* _Task requirements_
Rewrite the listing below as a numbered list, one line per item, with blank lines and the pictures left out.

* _Data to use_

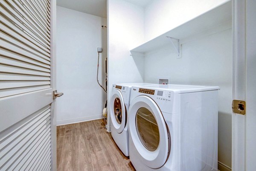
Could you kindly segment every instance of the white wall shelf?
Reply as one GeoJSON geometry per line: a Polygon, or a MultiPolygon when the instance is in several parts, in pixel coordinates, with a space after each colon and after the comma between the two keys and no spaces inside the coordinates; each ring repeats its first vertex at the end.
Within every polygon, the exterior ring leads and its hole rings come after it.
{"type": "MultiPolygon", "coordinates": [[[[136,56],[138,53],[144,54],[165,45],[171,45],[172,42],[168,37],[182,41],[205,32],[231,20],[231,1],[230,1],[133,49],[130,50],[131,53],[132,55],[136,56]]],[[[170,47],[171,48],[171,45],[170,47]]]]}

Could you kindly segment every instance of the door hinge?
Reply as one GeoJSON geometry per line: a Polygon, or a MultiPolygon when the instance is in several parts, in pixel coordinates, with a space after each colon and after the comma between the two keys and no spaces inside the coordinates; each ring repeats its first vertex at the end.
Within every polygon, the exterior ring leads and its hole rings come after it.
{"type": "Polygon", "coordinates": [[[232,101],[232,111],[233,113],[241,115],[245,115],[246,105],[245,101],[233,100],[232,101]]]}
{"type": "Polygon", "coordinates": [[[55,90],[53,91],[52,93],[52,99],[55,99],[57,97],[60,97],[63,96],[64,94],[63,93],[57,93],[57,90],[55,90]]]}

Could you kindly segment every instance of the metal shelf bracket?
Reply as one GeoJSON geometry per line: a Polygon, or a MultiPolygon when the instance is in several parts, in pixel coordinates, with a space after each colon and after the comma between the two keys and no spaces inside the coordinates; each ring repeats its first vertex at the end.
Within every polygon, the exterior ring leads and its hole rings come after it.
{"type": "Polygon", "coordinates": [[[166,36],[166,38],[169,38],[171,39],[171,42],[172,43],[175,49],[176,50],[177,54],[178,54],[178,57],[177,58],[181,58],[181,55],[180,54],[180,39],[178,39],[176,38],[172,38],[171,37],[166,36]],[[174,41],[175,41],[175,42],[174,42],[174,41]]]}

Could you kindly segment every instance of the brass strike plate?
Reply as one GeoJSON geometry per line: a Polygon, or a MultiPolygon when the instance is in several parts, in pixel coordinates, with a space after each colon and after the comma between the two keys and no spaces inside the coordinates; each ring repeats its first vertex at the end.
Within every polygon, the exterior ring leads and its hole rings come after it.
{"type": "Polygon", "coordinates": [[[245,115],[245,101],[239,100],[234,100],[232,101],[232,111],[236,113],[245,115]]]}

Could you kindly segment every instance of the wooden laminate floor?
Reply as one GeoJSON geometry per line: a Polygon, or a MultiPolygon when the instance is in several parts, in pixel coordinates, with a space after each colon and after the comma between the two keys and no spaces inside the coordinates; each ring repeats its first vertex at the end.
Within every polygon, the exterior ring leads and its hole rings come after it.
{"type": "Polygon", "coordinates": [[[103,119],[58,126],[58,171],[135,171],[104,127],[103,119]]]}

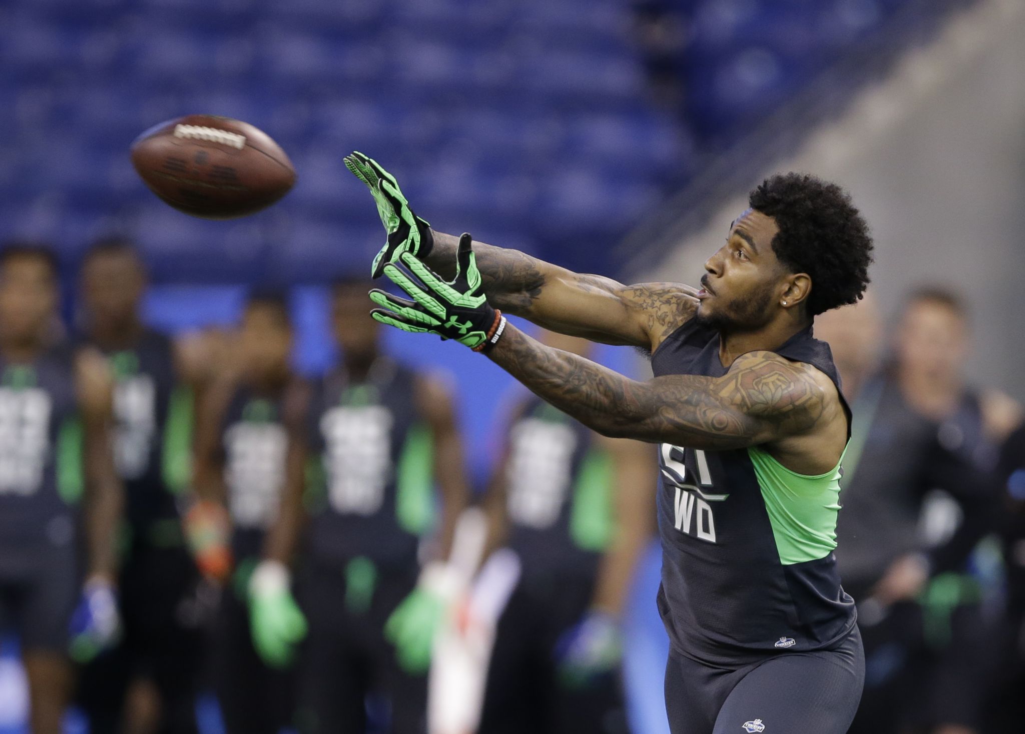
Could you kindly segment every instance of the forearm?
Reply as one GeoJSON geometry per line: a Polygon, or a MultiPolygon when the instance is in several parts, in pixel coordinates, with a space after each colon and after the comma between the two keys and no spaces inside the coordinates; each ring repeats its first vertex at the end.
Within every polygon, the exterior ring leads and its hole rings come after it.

* _Solved exercise_
1. Could you kindly segment every instance of the white wall shelf?
2. Reply as one GeoJSON geometry per line: a Polygon, or a MultiPolygon when the instance is in several parts, in pixel coordinates, with a space after each colon and after the comma between the two keys and no spaces inside the coordinates; each ring repeats its first vertex at the end.
3. Within every polygon, the exterior ring leads and its hole rings come after it.
4. {"type": "MultiPolygon", "coordinates": [[[[136,56],[138,53],[144,54],[165,45],[171,45],[172,42],[168,37],[182,41],[205,32],[231,20],[231,1],[230,1],[133,49],[130,50],[131,53],[132,55],[136,56]]],[[[170,47],[171,48],[171,45],[170,47]]]]}
5. Could you kindly segment every instance of the door hinge?
6. Reply as one GeoJSON geometry per line: a Polygon, or a MultiPolygon when the instance is in several parts, in pixel coordinates, with a space after each colon and after the comma between the two keys and no spaces inside the coordinates; each ring repeats its first vertex at the end.
7. Within every polygon, the exterior ring leads and its hole rings come after it.
8. {"type": "Polygon", "coordinates": [[[232,101],[232,111],[233,113],[241,115],[245,115],[246,105],[245,101],[233,100],[232,101]]]}
9. {"type": "Polygon", "coordinates": [[[55,90],[53,91],[52,93],[52,99],[55,99],[57,97],[60,97],[63,96],[64,94],[63,93],[57,93],[57,90],[55,90]]]}
10. Could you kindly segment every instance of the metal shelf bracket?
11. Reply as one GeoJSON geometry per line: a Polygon, or a MultiPolygon when the instance is in several parts, in pixel coordinates, with a space after each colon and after the comma between the two keys and no spaces inside the coordinates; each ring repeats its first vertex at the end.
12. Within every polygon, the exterior ring leads and its hole rings come after it.
13. {"type": "Polygon", "coordinates": [[[166,36],[166,38],[169,38],[171,39],[171,42],[172,43],[175,49],[176,50],[177,54],[178,54],[178,57],[177,58],[181,58],[181,55],[180,54],[180,39],[178,39],[176,38],[172,38],[171,37],[166,36]],[[174,41],[175,41],[175,42],[174,42],[174,41]]]}
14. Could you kindly segment every instance of the brass strike plate?
15. Reply as one GeoJSON geometry per line: a Polygon, or a MultiPolygon when the instance is in several parts, in pixel coordinates, with a space after each colon and after the comma between the two keys and no spaces inside the coordinates; each ring repeats its first vertex at the end.
16. Within every polygon, the exterior ring leads and its hole rings come after it.
17. {"type": "Polygon", "coordinates": [[[245,115],[245,101],[239,100],[234,100],[232,101],[232,111],[236,113],[245,115]]]}
18. Could you kindly segment every instance of the wooden laminate floor?
19. Reply as one GeoJSON geometry per line: a Polygon, or a MultiPolygon when the instance is in several parts, in pixel coordinates, with a space after each colon and after the comma between the two keys and no spaces inside the coordinates; each ring repeats its first vertex at the end.
20. Within every polygon, the exterior ring leads and its hole rings come after it.
21. {"type": "Polygon", "coordinates": [[[103,119],[58,126],[58,171],[135,171],[104,127],[103,119]]]}
22. Could you kindly segment every instance of the forearm?
23. Reply as one GeoJSON geometry per line: a Polygon, or a MultiPolygon when the instance is in several parts, in pixel coordinates, with a space after each colon and after the comma between the two keys and no spaces inside the coordinates; each ring repeats its first vertex at the end.
24. Within every polygon, the exterior ring leads and its hole rings come after it.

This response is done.